[Source document Boundary: Start]
They’ve come full circle.
We’re back to meatballs
I think we’re calling them hot balls this time.
Below is a picture of the original Swedish “Hot dogs”. Sausages which themselves are a crime. Absolute cultural staple. Sadly these hot dog balls were a thing only for a short while.
Hot… dog balls?
Hot dog balls, or hot dog balls? Much like the Oxford comma, emphasis can make a difference! Next lesson, we’ll talk about hyphenation!
Hot balls.
wow this sounds amazing because you could air fry these fuckers and maximize the maillard reaction on the surface area of every singke bite!
It’s the lowest quality of meat product you can find in Sweden.
Have you ever met children?
Sir, I’ve been one.
Lol this guy ages
Time is just a little tricky
I am the proletariat
Try air frying a high quality swedish dish like surstromming.
I just bought a couple tins of Surströmming a few months ago. I really like it! (Definitely had to powerwash the deck after opening the first can. Ha!)
Open it in a bucket of water next time.
Food should not come with instructions like this.
Very generous of you to refer to it as food.
That’s what I’ll be doing over July 4th weekend. I’m gonna subject new people to it! 🤣
isn’t that why they came up with the Geneva Conventions?
🤮
The name also has a pun in it. “Kulkorv”, means “ball-sausage”, but “kul korv” would mean “funny sausage”.
Could 100% see that as a nice lil’ appetizer. Cook 'em up in your preferred way, toothpick in each, serve with ketchup, mustard, or be extra with beer cheese fondue.
Sadly I think it was a bad idea. I’m only saying that because they’ve been gone from shelves for almost 15 years as far as I can tell.
Accidentally ended up with two packs of denniskorv in the fridge and I really wish they too would have disappeared 15 years ago. Not even the 5 year old who would live off of hot dogs if we let him will touch it.
Maybe they’re secretly just that popular
Batter and fry them! Corndog spheres!
Me: Mom, let’s get Kulkorv!
[Source document Boundary: End]
[Entries shown Boundary: Start]
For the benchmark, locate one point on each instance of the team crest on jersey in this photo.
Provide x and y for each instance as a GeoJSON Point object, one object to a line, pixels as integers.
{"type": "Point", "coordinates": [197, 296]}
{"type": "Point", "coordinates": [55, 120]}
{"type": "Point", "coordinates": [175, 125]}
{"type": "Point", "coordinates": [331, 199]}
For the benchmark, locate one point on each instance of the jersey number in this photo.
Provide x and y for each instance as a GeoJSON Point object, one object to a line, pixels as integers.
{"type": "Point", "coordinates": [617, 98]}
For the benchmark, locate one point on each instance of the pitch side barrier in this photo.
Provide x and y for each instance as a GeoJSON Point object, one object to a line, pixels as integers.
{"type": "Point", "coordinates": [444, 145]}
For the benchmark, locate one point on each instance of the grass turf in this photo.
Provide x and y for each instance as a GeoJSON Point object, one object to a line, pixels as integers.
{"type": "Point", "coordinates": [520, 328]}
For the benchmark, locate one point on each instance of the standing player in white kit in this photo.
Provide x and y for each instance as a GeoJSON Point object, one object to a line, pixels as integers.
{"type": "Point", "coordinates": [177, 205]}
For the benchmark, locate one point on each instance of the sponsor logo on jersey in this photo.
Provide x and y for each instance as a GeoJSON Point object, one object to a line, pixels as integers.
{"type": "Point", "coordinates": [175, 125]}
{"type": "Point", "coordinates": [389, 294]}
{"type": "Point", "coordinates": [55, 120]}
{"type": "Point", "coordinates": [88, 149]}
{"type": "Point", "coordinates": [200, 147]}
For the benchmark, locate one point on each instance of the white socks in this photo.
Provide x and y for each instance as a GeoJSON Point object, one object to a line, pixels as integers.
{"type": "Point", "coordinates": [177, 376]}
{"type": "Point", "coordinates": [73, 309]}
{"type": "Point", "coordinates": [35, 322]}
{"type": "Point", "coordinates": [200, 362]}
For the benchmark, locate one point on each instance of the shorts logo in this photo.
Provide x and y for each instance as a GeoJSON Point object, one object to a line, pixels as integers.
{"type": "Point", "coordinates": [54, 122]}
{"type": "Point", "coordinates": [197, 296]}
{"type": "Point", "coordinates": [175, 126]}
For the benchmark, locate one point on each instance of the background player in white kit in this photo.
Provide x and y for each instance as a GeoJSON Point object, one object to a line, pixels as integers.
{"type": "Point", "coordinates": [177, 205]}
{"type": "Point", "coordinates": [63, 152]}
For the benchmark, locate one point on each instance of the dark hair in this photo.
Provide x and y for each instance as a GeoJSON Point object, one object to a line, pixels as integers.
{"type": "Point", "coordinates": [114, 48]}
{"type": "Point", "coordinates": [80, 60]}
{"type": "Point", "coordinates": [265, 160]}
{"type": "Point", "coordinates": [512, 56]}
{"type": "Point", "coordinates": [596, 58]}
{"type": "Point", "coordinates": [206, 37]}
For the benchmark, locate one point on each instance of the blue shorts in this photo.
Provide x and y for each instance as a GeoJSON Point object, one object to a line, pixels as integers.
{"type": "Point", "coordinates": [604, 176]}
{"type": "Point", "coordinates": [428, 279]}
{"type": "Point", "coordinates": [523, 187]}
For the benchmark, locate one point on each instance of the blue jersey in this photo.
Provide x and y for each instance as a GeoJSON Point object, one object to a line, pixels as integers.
[Entries shown Boundary: End]
[Brief]:
Write out the passage of the hot dog ball discussion starting with "Lol this guy" and going on through "water next time.". These items are separate material and are not part of the hot dog ball discussion.

[Output for this task]:
Lol this guy ages
Time is just a little tricky
I am the proletariat
Try air frying a high quality swedish dish like surstromming.
I just bought a couple tins of Surströmming a few months ago. I really like it! (Definitely had to powerwash the deck after opening the first can. Ha!)
Open it in a bucket of water next time.